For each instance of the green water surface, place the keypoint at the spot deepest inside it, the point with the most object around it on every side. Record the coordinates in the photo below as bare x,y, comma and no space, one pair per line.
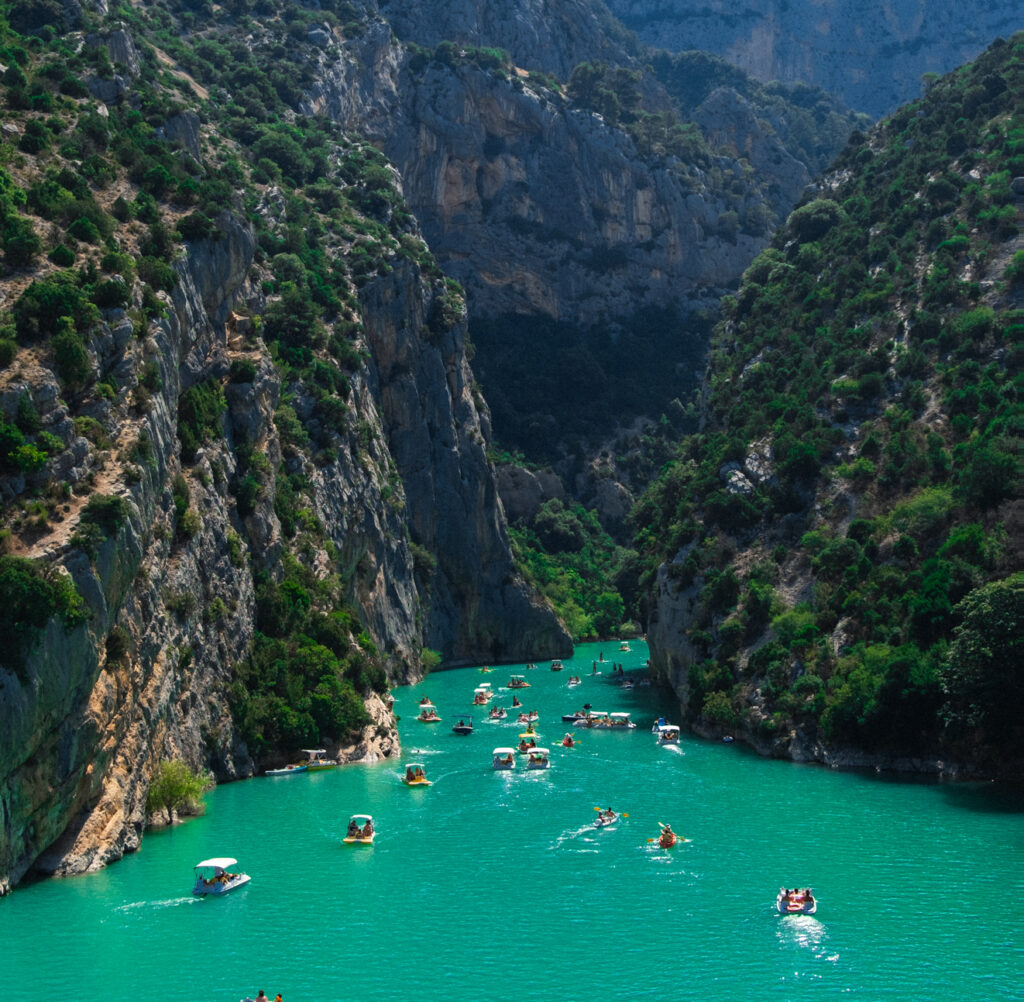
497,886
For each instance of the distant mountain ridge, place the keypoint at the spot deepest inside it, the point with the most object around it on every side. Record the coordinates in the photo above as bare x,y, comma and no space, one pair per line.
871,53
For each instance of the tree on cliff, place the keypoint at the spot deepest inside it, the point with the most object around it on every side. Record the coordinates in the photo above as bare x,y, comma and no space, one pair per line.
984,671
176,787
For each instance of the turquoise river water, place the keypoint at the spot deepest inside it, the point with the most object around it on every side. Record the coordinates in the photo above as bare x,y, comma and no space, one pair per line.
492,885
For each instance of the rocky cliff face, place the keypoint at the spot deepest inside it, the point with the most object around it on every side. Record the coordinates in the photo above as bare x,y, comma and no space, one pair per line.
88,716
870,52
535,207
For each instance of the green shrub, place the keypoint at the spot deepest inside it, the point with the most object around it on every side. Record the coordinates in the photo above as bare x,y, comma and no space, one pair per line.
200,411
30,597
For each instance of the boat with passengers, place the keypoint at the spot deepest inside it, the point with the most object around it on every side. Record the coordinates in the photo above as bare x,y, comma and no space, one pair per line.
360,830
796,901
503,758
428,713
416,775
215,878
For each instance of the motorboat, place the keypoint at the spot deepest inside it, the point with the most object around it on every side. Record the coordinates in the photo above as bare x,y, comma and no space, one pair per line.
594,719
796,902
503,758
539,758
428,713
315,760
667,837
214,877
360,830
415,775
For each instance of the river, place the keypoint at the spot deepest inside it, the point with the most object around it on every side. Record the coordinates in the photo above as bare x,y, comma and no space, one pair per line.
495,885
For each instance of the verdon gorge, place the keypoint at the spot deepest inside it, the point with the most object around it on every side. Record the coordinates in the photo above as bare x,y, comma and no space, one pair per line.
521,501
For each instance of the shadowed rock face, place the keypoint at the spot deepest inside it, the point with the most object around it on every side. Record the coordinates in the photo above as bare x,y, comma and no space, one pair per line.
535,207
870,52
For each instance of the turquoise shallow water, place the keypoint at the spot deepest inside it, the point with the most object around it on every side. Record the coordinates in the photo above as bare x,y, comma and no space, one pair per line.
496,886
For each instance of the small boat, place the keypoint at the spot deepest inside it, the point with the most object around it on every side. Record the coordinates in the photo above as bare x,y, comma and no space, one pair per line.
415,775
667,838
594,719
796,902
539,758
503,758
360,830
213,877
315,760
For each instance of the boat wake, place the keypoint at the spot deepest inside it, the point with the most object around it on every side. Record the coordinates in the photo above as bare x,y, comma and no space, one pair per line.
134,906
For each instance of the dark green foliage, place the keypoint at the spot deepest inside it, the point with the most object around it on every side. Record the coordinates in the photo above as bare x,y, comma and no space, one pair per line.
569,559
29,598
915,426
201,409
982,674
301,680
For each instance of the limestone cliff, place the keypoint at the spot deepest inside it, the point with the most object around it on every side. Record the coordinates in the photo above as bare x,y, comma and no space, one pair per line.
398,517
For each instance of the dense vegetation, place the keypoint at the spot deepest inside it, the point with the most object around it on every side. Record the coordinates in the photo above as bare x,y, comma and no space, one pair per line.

________________________

### INSTRUCTIONS FOR THE TASK
Every record gets retyped exactly; no picture goes into the copy.

### OUTPUT BELOW
For each instance of the green water surface, place the keypoint at the spot deepest inside it, the point with the most object around it on every side. Record the coordinates in the photo below as bare x,y, comma and no space, one pair per line.
497,886
For each instance of the distant mountain ridge, place the keypoint at the spot deepest inside it, the point with the most object around it on every side. Record the coordinates in the photo above as bare x,y, comma and no space, one pair per line.
871,53
For each instance of the tree on cliff, place the keypoint at the spot deepest inside it, the point with the most object around it on every side. Record the coordinates in the photo above as bare x,y, comma and no space, one pair per line.
984,671
176,787
For each instance of the turquoise river water, place the keypoint at the spot deepest inside it, the point with the most object around it on every side. Record the coordinates in the photo above as bare x,y, comma and no space, one pair per line.
492,885
For each instance of the rocky cliff face, place the keypoint at the spot deepest inside it, the point with the most object around it on every side. Record the coordinates in the photo above as bare x,y, comma and no space, one pair per line.
88,716
870,52
535,207
For each instance of the green shrub, place the keypoint at the spot deepest inside it, the point with the most object around it on every side. Record the coordinates in the photo above as bare x,y, comma and no space, one pair per line.
200,411
30,597
For each instance of the boat with passengers, place the keypoint at the spot deepest inside it, the point with the most object around it on every side. Record the coordinates in the photo above as bare x,y, comma and no space, one pair per line.
360,830
796,901
503,758
428,713
416,775
215,878
For each instance of the motorboat, place the keypoint at the spot deepest inside it, the point with the most object around it on every side. Record the coordinates in the photo above as bare x,y, comma and no space, one pair per line.
594,719
796,902
503,758
539,758
428,713
315,760
667,837
214,877
360,830
415,775
For each instance of the river, place the keypoint at the spot deepest inside it, the point with the most object around it on every side. Record the coordinates in the photo above as bare x,y, comma and no space, one pair per line.
495,885
For each instance of the verdon gorge, place the keypoint at the spot deepest inside it, the point with the most object around it on every side. Record the coordinates in the photo above as bare x,y, comma and no space, one pair per line.
521,501
For each instance of the shadowed rock face, place the keypoint at the spot deepest inside it, the point with the most object around it on every side. Record the coordinates in the photo above as bare x,y, comma and no space, one pair per line.
535,207
870,52
For each instance of the turquoise shallow water, place the keypoint at the spot deepest inside it, the point with the most object around it on every side. Record the coordinates in the photo above as bare x,y, comma and no space, one pair per line.
496,886
For each instance of the small boat, place the keypoint at the spot deepest inside it, the point with the most object around it on every side. Record the coordinates in the photo above as bare x,y, comma and no space, one pair per line.
415,775
667,838
594,719
796,902
539,758
503,758
360,830
213,877
315,760
For each instance of the boat wake, place the keypoint at the spot deepest inside it, the point with the most object around it on every side. Record the coordinates in the photo above as bare x,y, comma and no space, one pair per line.
134,906
For each instance of the dark green foliage, place the keypoint at the spot deepest inside it, the point with the most object around it on every side. Record the coordinates in the photo above as bare x,y, comma and no space, one pair per line.
569,559
29,598
915,426
201,409
982,674
301,680
For each instance of the limestone cliff, place the keypoint at the spot deepest inside it, the point with the most object around it on every side. Record the coordinates in the photo above as bare x,y, comma and no space, one pair per line.
398,517
For each instance of the dense vegetation, place the keypoint at the spot deepest inside it, the point with the most object around it on every side. Record the coordinates in the photo above as bare x,y, comma and no space, one pair per line.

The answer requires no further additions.